Segment Open

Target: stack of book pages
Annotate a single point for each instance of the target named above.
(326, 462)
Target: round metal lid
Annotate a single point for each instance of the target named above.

Segment Closed

What is expected:
What you return should be the records above, repeated exactly.

Result for this task:
Target: stack of book pages
Annotate a single point for each instance of the target named above.
(326, 462)
Target: round metal lid
Annotate a single point for each instance of the target named above.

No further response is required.